[[ EXERCISE PASSAGE open ]]

# AlBert for Nepali (NepCov19Tweets) Sentiment Analysis.
**Sentiment Analysis on NepCov19Tweets Dataset, a collection of tweets in Nepali (Devnagari Script) regarding/during pandemic period.**

In [1]:
import numpy as np
import random
import os
import tensorflow as tf
from transformers import set_seed

rand_seed = 99

def seed_everything(seed=0):
    random.seed(seed)
    os.environ['PYTHONHASHSEED'] = str(seed)
    np.random.seed(seed)
    tf.keras.utils.set_random_seed(seed)
    set_seed(seed)
    
seed_everything(rand_seed)

## Model Selection and Preparation

### Loading Model
**and model hyper-parameter tuning**

In [2]:
from transformers import TFAutoModelForSequenceClassification

model = TFAutoModelForSequenceClassification.from_pretrained('albert-base-v2')

All model checkpoint layers were used when initializing TFAlbertForSequenceClassification.

Some layers of TFAlbertForSequenceClassification were not initialized from the model checkpoint at albert-base-v2 and are newly initialized: ['classifier']
You should probably TRAIN this model on a down-stream task to be able to use it for predictions and inference.


In [3]:
print(model.summary())
model.config

Model: "tf_albert_for_sequence_classification"

[[ EXERCISE PASSAGE closed ]]

WORK TO BE COMPLETED –
Please copy out the entire notebook above on ALBERT sentiment analysis of Nepali COVID-19 tweets, word for word.

[[ INPUT DATA open ]]

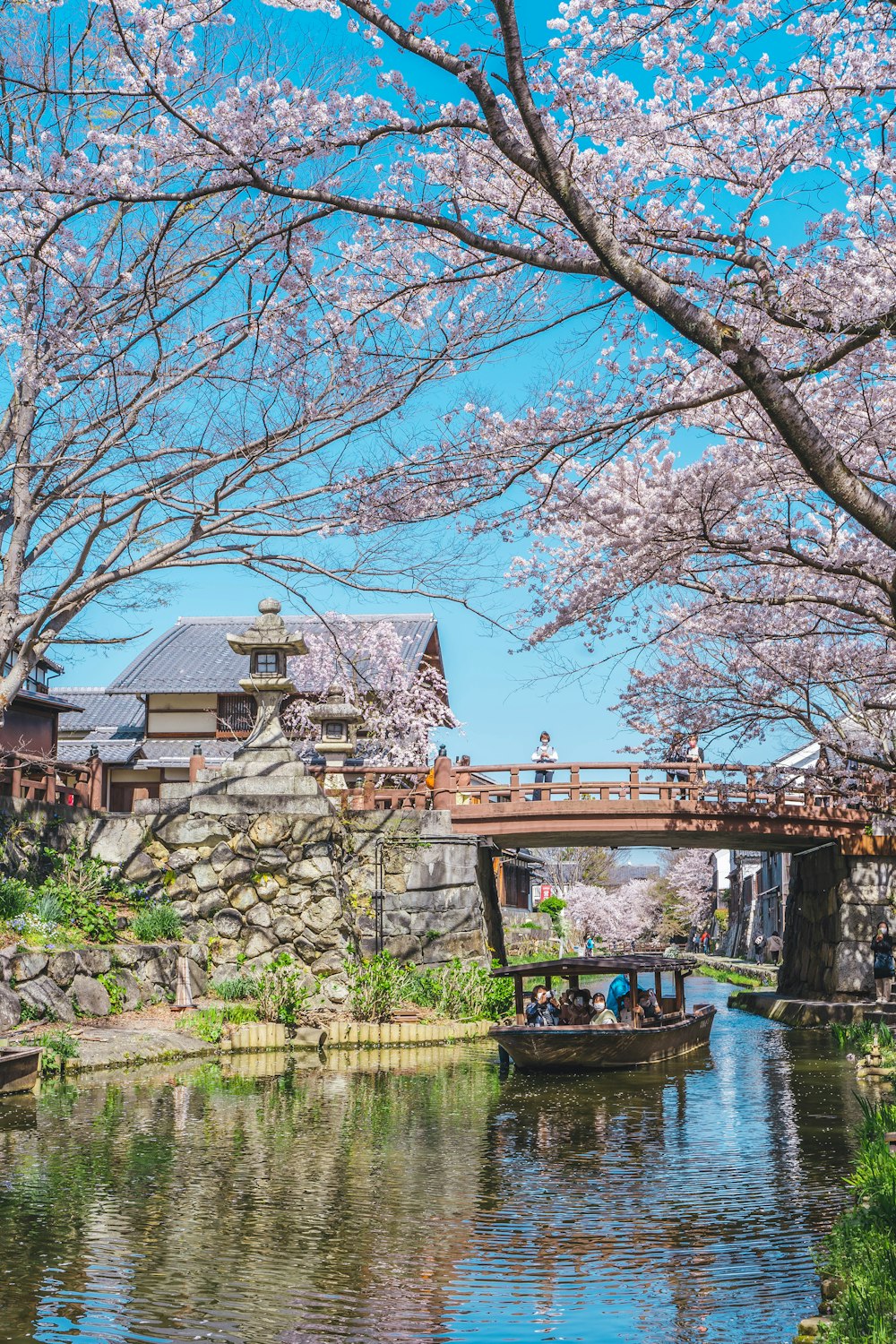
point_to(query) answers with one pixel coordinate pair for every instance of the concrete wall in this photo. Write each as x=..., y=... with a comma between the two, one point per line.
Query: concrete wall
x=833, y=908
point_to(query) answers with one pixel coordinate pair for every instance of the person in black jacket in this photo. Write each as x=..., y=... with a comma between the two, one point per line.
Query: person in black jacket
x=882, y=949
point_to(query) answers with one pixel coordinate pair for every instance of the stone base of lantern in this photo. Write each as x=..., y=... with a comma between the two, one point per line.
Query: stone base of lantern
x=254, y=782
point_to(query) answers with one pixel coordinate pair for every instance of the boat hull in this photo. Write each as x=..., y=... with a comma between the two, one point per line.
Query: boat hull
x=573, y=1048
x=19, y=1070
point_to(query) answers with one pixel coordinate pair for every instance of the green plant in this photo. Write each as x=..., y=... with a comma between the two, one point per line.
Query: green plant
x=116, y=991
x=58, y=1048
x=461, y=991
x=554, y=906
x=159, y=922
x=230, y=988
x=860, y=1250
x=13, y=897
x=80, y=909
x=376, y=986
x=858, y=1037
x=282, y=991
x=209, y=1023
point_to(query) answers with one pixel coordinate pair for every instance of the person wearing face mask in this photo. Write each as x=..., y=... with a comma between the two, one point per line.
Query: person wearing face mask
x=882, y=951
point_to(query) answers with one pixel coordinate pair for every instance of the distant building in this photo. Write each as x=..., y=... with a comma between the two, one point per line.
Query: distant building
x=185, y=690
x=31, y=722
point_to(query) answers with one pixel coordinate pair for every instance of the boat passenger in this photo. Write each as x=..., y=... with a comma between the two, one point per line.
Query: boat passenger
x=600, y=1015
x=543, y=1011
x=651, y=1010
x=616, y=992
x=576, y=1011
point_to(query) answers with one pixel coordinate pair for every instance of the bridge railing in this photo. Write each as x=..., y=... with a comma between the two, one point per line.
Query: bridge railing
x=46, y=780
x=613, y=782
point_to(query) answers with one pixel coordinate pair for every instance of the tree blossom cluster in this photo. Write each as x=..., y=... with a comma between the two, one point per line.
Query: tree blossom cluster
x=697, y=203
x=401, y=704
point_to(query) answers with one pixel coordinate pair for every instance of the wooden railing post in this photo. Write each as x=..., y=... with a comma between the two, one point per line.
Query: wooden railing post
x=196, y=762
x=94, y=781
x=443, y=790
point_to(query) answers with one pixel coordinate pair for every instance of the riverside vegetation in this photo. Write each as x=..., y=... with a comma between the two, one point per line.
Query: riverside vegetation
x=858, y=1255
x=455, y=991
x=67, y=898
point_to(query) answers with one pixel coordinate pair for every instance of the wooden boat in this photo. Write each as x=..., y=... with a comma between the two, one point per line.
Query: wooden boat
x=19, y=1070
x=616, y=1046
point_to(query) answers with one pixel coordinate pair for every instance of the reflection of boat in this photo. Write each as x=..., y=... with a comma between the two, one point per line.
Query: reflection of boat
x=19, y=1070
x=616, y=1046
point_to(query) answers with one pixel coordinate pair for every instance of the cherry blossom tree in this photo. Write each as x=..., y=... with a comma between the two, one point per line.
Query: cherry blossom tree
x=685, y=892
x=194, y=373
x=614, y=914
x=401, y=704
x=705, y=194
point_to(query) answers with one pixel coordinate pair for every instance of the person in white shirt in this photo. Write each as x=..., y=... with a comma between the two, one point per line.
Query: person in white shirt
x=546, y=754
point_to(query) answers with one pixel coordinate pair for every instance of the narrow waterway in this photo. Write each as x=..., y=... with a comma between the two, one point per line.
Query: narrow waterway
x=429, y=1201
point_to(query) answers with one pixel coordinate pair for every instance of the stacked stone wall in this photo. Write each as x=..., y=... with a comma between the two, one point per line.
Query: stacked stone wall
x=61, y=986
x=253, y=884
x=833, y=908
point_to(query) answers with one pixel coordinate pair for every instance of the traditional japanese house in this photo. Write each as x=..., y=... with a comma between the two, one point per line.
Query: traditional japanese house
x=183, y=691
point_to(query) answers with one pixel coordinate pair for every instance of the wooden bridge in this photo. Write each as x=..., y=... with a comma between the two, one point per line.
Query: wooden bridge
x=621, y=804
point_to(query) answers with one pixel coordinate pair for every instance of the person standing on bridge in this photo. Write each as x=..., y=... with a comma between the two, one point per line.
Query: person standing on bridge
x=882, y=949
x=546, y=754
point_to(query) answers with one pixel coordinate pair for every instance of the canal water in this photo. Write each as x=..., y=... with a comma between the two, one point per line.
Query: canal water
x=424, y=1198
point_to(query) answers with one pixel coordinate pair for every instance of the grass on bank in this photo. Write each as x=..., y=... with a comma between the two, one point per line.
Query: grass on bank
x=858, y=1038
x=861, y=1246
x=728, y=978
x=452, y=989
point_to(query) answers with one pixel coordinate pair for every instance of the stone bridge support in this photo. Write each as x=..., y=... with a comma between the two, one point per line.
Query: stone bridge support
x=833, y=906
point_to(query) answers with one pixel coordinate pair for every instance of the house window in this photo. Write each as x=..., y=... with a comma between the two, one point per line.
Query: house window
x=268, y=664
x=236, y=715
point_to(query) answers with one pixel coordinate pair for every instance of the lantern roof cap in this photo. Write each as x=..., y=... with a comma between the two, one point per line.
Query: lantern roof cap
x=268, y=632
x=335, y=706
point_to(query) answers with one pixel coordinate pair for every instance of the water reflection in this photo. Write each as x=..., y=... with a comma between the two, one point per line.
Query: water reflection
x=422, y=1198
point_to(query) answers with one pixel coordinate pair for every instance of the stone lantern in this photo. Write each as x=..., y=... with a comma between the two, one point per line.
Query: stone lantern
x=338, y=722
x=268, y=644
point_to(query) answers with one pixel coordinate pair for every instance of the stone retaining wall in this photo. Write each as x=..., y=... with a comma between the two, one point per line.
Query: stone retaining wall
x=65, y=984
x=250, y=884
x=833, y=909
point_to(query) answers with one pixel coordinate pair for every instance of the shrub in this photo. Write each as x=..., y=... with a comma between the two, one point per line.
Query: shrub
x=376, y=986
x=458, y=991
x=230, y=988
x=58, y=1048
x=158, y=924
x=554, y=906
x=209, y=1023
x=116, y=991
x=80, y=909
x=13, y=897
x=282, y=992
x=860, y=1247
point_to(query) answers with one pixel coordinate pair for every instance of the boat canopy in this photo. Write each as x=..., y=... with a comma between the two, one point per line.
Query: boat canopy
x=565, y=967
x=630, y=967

[[ INPUT DATA closed ]]

SOLUTION –
# AlBert for Nepali (NepCov19Tweets) Sentiment Analysis.
**Sentiment Analysis on NepCov19Tweets Dataset, a collection of tweets in Nepali (Devnagari Script) regarding/during pandemic period.**

In [1]:
import numpy as np
import random
import os
import tensorflow as tf
from transformers import set_seed

rand_seed = 99

def seed_everything(seed=0):
    random.seed(seed)
    os.environ['PYTHONHASHSEED'] = str(seed)
    np.random.seed(seed)
    tf.keras.utils.set_random_seed(seed)
    set_seed(seed)
    
seed_everything(rand_seed)

## Model Selection and Preparation

### Loading Model
**and model hyper-parameter tuning**

In [2]:
from transformers import TFAutoModelForSequenceClassification

model = TFAutoModelForSequenceClassification.from_pretrained('albert-base-v2')

All model checkpoint layers were used when initializing TFAlbertForSequenceClassification.

Some layers of TFAlbertForSequenceClassification were not initialized from the model checkpoint at albert-base-v2 and are newly initialized: ['classifier']
You should probably TRAIN this model on a down-stream task to be able to use it for predictions and inference.


In [3]:
print(model.summary())
model.config

Model: "tf_albert_for_sequence_classification"